* _REQUIRED ACTION_
The data follows. Retype every entry exactly.

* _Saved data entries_
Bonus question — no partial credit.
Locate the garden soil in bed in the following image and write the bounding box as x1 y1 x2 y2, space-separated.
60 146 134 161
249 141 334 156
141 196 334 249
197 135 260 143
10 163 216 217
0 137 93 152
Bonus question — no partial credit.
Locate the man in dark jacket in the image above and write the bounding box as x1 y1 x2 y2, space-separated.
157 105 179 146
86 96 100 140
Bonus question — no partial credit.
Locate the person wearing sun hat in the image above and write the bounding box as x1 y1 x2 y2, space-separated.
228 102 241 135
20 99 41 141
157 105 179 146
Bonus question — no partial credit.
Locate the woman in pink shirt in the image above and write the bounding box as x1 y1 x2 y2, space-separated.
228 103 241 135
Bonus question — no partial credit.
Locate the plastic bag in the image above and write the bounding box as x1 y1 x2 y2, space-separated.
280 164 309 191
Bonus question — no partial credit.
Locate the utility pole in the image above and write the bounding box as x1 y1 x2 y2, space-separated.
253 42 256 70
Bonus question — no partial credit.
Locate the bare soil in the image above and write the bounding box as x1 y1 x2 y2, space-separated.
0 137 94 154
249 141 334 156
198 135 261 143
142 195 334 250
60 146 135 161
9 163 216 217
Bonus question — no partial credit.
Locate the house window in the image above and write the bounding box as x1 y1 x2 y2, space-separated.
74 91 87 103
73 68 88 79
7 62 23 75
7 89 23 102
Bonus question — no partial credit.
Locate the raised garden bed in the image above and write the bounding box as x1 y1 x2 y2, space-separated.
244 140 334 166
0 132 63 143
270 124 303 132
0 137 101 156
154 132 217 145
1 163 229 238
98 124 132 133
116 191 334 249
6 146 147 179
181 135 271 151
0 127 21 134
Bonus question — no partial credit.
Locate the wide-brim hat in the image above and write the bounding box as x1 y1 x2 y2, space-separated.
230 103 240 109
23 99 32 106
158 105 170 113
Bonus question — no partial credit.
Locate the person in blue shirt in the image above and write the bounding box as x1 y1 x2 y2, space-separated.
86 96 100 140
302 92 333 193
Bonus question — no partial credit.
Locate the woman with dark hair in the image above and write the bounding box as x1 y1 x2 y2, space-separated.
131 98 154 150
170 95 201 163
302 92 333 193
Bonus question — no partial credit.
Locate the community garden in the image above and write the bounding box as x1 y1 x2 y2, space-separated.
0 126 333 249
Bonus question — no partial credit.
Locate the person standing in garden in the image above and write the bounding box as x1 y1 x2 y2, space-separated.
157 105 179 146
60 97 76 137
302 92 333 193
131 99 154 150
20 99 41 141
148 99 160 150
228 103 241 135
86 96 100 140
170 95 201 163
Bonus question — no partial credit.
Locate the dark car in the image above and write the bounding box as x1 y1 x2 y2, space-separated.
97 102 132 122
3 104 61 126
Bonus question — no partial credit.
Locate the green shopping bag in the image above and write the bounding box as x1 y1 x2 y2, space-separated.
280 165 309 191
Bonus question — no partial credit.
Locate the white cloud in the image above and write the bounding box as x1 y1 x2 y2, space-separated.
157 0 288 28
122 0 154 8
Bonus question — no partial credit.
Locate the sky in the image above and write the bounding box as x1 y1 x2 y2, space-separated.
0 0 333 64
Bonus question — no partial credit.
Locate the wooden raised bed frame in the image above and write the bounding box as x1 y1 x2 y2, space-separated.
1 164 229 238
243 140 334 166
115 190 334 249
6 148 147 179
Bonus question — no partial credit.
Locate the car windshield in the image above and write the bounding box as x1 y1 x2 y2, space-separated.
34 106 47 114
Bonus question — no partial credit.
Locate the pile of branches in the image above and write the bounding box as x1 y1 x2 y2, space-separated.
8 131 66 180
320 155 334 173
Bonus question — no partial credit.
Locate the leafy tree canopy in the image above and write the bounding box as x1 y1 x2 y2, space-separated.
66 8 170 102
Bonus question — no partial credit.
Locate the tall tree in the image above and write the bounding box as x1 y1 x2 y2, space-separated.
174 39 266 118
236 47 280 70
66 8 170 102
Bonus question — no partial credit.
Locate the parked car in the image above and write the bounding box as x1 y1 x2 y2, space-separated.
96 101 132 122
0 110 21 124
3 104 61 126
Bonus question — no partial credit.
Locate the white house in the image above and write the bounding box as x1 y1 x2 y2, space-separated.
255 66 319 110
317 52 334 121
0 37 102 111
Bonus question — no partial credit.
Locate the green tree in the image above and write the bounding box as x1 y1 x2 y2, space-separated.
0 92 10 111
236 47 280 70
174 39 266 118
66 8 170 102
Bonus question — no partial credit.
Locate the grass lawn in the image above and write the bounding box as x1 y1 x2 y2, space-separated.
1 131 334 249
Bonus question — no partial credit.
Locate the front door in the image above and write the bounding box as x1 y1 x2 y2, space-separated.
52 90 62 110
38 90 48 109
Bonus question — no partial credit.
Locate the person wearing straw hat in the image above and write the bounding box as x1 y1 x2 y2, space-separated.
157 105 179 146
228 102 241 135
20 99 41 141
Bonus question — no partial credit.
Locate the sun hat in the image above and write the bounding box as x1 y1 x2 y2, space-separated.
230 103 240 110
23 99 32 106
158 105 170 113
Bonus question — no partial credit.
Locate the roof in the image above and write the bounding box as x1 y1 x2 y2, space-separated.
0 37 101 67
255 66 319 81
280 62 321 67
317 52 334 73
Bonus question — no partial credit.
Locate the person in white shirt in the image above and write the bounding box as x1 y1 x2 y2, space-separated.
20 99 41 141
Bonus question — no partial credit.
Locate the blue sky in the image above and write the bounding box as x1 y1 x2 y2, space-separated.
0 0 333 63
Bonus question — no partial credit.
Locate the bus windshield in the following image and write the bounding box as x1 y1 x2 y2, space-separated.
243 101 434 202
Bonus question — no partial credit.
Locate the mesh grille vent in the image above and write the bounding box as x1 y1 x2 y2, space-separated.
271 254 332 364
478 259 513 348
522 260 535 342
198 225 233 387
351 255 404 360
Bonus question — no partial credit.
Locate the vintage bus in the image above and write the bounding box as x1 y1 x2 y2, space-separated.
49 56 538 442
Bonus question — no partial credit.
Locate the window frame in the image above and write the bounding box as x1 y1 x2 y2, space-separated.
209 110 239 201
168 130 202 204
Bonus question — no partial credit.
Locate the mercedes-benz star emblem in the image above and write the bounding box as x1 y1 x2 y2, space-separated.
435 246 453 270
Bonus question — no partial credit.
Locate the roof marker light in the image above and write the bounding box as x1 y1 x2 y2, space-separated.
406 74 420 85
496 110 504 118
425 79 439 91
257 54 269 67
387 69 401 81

* _REPLY_
Bonus question — no partial credit.
Locate the garden soil in bed in the following image and write the bounding box as x1 y1 x2 y2, space-separated.
60 146 134 161
249 141 334 156
141 196 334 249
197 135 260 143
10 163 216 217
0 137 93 152
Bonus question — no partial credit.
Locate the man in dark jacket in the image above and write the bounding box as x1 y1 x2 y2, space-separated.
157 105 179 146
86 96 100 140
Bonus question — no partial credit.
Locate the person wearing sun hat in the image above and write the bounding box as x1 y1 x2 y2, space-separated.
228 102 241 135
20 99 41 141
157 105 179 146
Bonus question — no partial credit.
Locate the woman in pink shirt in the image above and write the bounding box as x1 y1 x2 y2, space-separated.
228 103 241 135
Bonus question — no partial credit.
Locate the plastic bag in the image above and write the bounding box as x1 y1 x2 y2, space-separated.
280 164 309 191
Bonus question — no partial credit.
Locate the utility pole in the image above and write the bounding box as x1 y1 x2 y2, space-separated.
253 42 256 70
Bonus question — no partial credit.
Locate the bare soil in the image above and write the bounding box as x1 y1 x2 y2, space-separated.
0 137 94 154
249 141 334 156
198 135 261 143
142 195 334 250
60 146 135 161
9 163 216 217
Bonus question — no partial credit.
Locate the house window in the image above and write the bounding box as x1 y1 x2 y2, space-separated.
74 91 87 103
73 68 88 79
7 62 23 75
7 89 23 102
Bonus question — no partial credit.
Locate the raised garden bed in the image above and write the bounding box as x1 y1 x2 y2, space-separated.
244 140 334 166
0 132 63 143
270 124 303 132
0 137 101 156
154 132 217 145
1 163 229 238
98 124 132 133
116 191 334 249
6 146 147 179
181 135 271 151
0 127 21 134
Bonus question — no partial credit.
Locate the wide-brim hat in the image above and write the bounding box as x1 y1 x2 y2, space-separated.
230 103 240 109
23 99 32 106
158 105 170 113
Bonus question — no partial credit.
Locate the person in blue shirt in the image above and write the bounding box as x1 y1 x2 y2, space-separated.
86 96 100 140
302 92 333 193
Bonus question — no partial credit.
Locate the woman with dark hair in the image above and write the bounding box as x1 y1 x2 y2, space-separated.
131 98 154 150
170 95 201 163
302 92 333 193
Bonus question — no partial credit.
Locate the community garden in the image above and write the bounding box as x1 y1 x2 y2, space-separated.
0 126 333 249
Bonus question — no partial credit.
Locate the person standing in garden in the image above and write the bounding box as x1 y1 x2 y2, space-separated.
157 105 179 146
60 97 76 137
302 92 333 193
131 99 154 150
20 99 41 141
148 99 160 150
228 103 241 135
86 96 100 140
170 95 201 163
Bonus question — no partial credit.
Locate the dark car in the image above and write the bounding box as x1 y1 x2 y2, space-separated.
97 102 132 122
3 104 61 126
Bonus question — no partial credit.
Locate the green shopping bag in the image above and write the bounding box as x1 y1 x2 y2, space-separated.
280 165 309 191
Bonus question — no partial credit.
Locate the white cloud in the image above and write the bounding box as x1 y1 x2 y2, space-separated.
157 0 288 28
122 0 154 8
Bonus question — no partial credit.
Locate the sky in the image above and write the bounding box as x1 y1 x2 y2, space-separated.
0 0 333 64
Bonus question — no partial credit.
Locate the wooden raised bed frame in the image above and write the bounding box as x1 y1 x2 y2, space-separated.
1 164 229 238
243 140 334 166
115 190 334 249
6 148 147 179
Bonus question — no partial credit.
Locate the car windshield in the image above and write the bounding box as x1 y1 x2 y2, space-separated.
34 106 47 114
Bonus question — no partial credit.
Locate the pile of branches in the image above and write the bounding box as x1 y1 x2 y2, space-separated.
8 131 66 180
320 155 334 173
Bonus question — no partial credit.
Locate the leafy tree canopy in the image above and write the bounding box as x1 y1 x2 y2, space-separated.
66 8 170 102
Bonus question — no partial credit.
Locate the tall tree in the image above and write the bounding box as x1 y1 x2 y2, space-separated.
174 39 266 118
236 47 280 70
66 8 170 102
Bonus question — no partial credit.
Locate the parked car in the image above and write the bounding box as x1 y1 x2 y2, space-separated.
96 101 132 122
0 110 21 124
3 104 61 126
Bonus question — no partial credit.
Locate the white house in the image above and write the bounding box as x1 y1 x2 y2, space-separated.
255 66 319 110
317 52 334 121
0 37 102 111
Bonus question — no partial credit.
Locate the green tree in the image above and write the bounding box as x1 y1 x2 y2, space-separated.
0 92 10 111
236 47 280 70
174 39 266 118
66 8 170 102
Bonus question — no partial credit.
Locate the grass lawn in the image above and write the bounding box as x1 y1 x2 y2, space-separated.
1 131 334 249
Bonus question — no partial credit.
Locate the front door in the image above and write the bounding box as x1 y1 x2 y2, space-separated.
52 90 62 110
38 90 48 109
Bonus question — no partial credit.
Locate the person wearing straw hat in the image above and write the bounding box as x1 y1 x2 y2, space-separated.
157 105 179 146
228 102 241 135
20 99 41 141
Bonus question — no partial credit.
Locate the sun hat in the image above and write the bounding box as x1 y1 x2 y2, space-separated.
230 103 240 110
23 99 32 106
158 105 170 113
Bonus question — no partial credit.
Locate the roof in the image above and write the bounding box as x1 y1 x2 y2, space-separated.
0 37 101 67
255 66 319 81
280 62 321 67
317 52 334 73
Bonus question — no partial credit.
Locate the person in white shirt in the image above and write the bounding box as x1 y1 x2 y2, space-separated.
20 99 41 141
Bonus question — no partial credit.
Locate the blue sky in the image above and write the bounding box as x1 y1 x2 y2, space-separated.
0 0 333 63
Bonus question — no partial credit.
Locate the bus windshield in the following image and write the bounding box as x1 y1 x2 y2, space-separated.
243 101 434 202
Bonus question — no partial credit.
Locate the mesh grille vent in the image above and write the bounding box as x1 y1 x2 y2, space-separated.
271 254 332 364
478 259 513 348
522 260 535 342
198 225 233 387
351 255 404 360
Bonus question — no partial credit.
Locate the vintage bus in the image above and write the bounding box as x1 y1 x2 y2, space-separated.
49 56 538 442
Bonus question — no partial credit.
Locate the window frame in the image above and write the bounding box as x1 y1 x2 y2, space-separated.
209 110 239 201
168 130 202 204
Bonus question — no partial credit.
Locate the mercedes-benz star emblem in the image above and write the bounding box as x1 y1 x2 y2, space-separated.
435 246 453 270
Bonus question — no partial credit.
Locate the roof marker light in the image above and write the bounding box as x1 y1 x2 y2, space-separated.
406 74 420 85
496 110 504 118
425 79 439 91
257 54 269 67
387 69 401 81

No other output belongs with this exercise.